##### AANGELEVERDE LIJST #####

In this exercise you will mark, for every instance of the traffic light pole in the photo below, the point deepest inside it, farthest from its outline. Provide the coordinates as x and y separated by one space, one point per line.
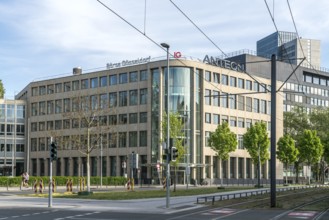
50 196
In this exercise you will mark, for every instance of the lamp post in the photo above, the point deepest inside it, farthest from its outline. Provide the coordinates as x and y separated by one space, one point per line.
168 136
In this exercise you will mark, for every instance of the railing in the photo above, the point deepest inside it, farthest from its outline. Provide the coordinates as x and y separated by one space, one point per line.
234 195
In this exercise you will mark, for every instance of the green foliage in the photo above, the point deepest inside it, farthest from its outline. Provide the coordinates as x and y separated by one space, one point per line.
310 147
223 141
175 132
287 153
2 90
257 143
61 180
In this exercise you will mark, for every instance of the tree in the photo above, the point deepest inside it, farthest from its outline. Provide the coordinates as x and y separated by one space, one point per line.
177 134
257 143
88 121
310 148
2 90
295 121
287 153
223 141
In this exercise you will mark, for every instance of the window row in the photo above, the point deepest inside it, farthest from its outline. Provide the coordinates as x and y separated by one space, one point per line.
9 147
94 82
110 140
94 102
10 129
238 102
235 82
131 118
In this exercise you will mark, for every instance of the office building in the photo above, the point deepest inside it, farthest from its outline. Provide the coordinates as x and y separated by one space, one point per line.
131 98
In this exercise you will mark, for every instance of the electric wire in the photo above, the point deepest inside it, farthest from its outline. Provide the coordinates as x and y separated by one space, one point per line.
200 75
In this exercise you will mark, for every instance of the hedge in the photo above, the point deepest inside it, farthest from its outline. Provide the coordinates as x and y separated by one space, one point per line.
61 180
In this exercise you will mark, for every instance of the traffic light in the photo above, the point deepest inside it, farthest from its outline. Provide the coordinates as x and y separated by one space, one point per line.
53 151
174 153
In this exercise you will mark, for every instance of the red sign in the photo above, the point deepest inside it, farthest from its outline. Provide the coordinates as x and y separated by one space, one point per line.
177 54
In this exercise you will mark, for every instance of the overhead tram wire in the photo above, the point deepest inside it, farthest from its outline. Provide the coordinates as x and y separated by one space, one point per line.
200 75
188 18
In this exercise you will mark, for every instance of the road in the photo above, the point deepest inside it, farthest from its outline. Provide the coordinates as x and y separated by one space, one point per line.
13 206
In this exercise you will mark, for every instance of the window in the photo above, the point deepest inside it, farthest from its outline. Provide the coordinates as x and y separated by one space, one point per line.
248 85
216 78
207 76
34 127
233 121
208 118
216 98
58 124
263 106
58 87
232 101
34 91
113 99
34 109
113 80
241 122
207 98
67 105
112 120
123 98
224 119
50 107
84 84
42 126
133 97
224 100
122 139
143 75
241 83
248 104
112 140
248 123
42 108
123 119
93 83
232 81
256 105
103 101
123 78
50 89
20 130
133 139
224 80
66 124
143 96
133 76
75 85
143 138
103 81
133 118
216 119
241 102
143 117
240 141
42 90
207 136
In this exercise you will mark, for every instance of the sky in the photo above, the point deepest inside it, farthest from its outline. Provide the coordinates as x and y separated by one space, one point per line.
41 39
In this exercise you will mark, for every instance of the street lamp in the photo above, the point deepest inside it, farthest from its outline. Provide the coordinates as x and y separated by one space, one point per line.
168 160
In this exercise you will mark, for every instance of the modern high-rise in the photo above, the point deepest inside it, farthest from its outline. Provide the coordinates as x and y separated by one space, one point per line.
129 101
290 49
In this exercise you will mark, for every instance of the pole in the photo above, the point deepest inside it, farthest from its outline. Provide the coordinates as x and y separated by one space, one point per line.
273 131
50 196
101 169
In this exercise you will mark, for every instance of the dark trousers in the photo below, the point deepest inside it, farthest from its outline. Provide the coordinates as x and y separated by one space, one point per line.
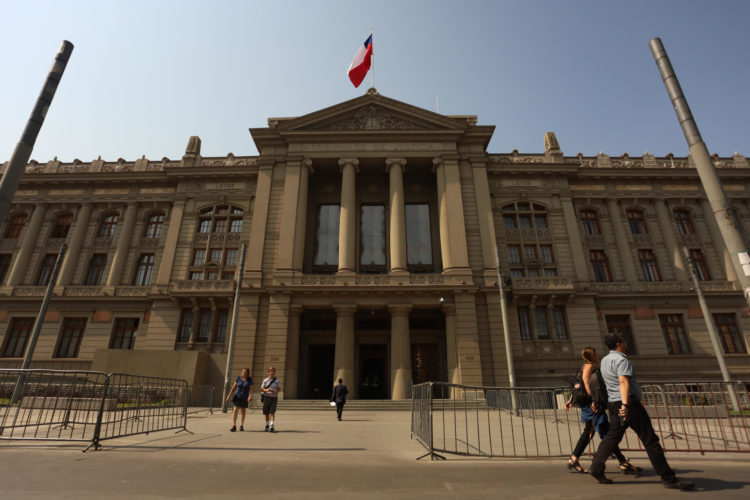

#####

Typ alle regels van de lijst hierboven letterlijk over, van de eerste tot de laatste. Neem de afbeeldingen daarbij niet over.

## HET ANTWOORD
In this exercise you will mark, for every instance of the traffic light pole in the photo below, the point deepest inside it, farthest from its outline. Provide the coordinates as x and y separated by one space, one point per line.
50 196
In this exercise you will mark, for every instance of the lamp post in the photo above, the point deepest inside it, farthest from its outline. Provide the coordinates as x and y separated by one space, one point per line.
168 136
In this exercise you will mark, for every instance of the railing in the photo above, the point deepest inside it, farthest from its outline. Provide the coordinates as x and y separated by one space, one point per line.
234 195
In this exercise you will mark, for every instance of the green foliage in the photo above, the point deepest inside it, farthest from its outline. Provide the coordinates as x and y separated by one space, one point per line.
310 147
223 141
175 132
287 153
2 90
257 143
61 180
In this exercise you will mark, for every instance of the tree in the photo above, the point deepest inside it, farthest from its outline. Provide the coordinates as x and y separated by one space, one point per line.
177 134
257 143
88 121
310 148
2 90
295 121
287 153
223 141
In this exercise you will mark, for every instance of the window row in the photo above, the point deepest inside it, farthest from its outline. Provide the coordinates as x and y separated by one space, one point per line.
9 147
94 82
110 140
94 102
10 129
238 102
235 82
131 118
In this exercise you will mark, for every instance of the office building in the photo above, the point deepest inside it, farthest from its outline. Provide the coordinates as x and y separated by one space, one point per line.
131 98
In this exercise you will mark, for every instance of the electric wire in the photo above, the point deepest inside it, farthest from its outline. Provide the coordinates as x and y separated by one space, one point per line.
200 75
In this exercise you will mark, for every instance of the hedge in the photo above, the point deepest inside it, farthest from its outline. Provide the coordinates as x and y separated by one space, one point per line.
61 180
In this exercise you will mark, for every instance of the traffic light in the photo above, the point deepest inside it, farthest from its outline. Provide the coordinates as x and y separated by one space, one point per line.
53 151
174 153
In this exercise you will mark, for every instance of the red sign in the photo above, the point deepest inside it, farthest from its outline. Provide the coordinates as x and y separated by one space, one point per line.
177 54
In this exercise you will mark, for every instance of the overhead tram wire in the photo above, the point deepest inside it, farthest from its outline. Provide the coordinates as x and y separated by one space, one point per line.
200 75
188 18
In this exercise you will mark, for every instance of the road in the photo above, the point deepest inside it, farthest from its outline. Provide the coordinates as x and y separated by one space, one point per line.
13 206
In this exercise you will mark, for every instance of the window in the photo above, the point deepest inside it, farthest from its outline. Provide the coordinates as x and y separated by one space, one point per line.
248 85
216 78
207 76
34 127
233 121
208 118
216 98
58 124
263 106
58 87
232 101
34 91
113 99
34 109
113 80
241 122
207 98
67 105
112 120
123 98
224 119
50 107
84 84
42 126
133 97
224 100
122 139
143 75
241 83
248 104
112 140
248 123
42 108
123 119
93 83
232 81
256 105
103 101
123 78
50 89
20 130
133 139
224 80
66 124
143 96
133 76
75 85
143 138
103 81
133 118
216 119
241 102
143 117
240 141
42 90
207 136
In this exercise you will mark, for every instance of the sky in the photo above, the point deepest inside it, farthest from its outline. Provide the coordinates as x and y separated by one space, one point per line.
41 39
In this exercise you will mark, for every instance of the street lamp in the photo above, the point deepest inside it, farthest from its outline. Provide the coordinates as x and y separated by one space, one point per line.
168 160
In this exercise you will mark, for every instance of the modern high-rise in the photo above, the point deepest inside it, farthest from its outline. Provide the coordinates as x and y separated by one space, one point per line.
129 101
290 49
In this exercise you will mark, for every instance of the pole in the photo above, the point deepest inside it, farthest from its outline. Provide the coordinates as x and y separated by one space, one point per line.
273 131
50 196
101 169
In this exercise you will mark, for every instance of the dark trousers in the photo below, the point deepest inside it, farthest from its outline. Provide the coordinates as x and y separated by one space, one point per line.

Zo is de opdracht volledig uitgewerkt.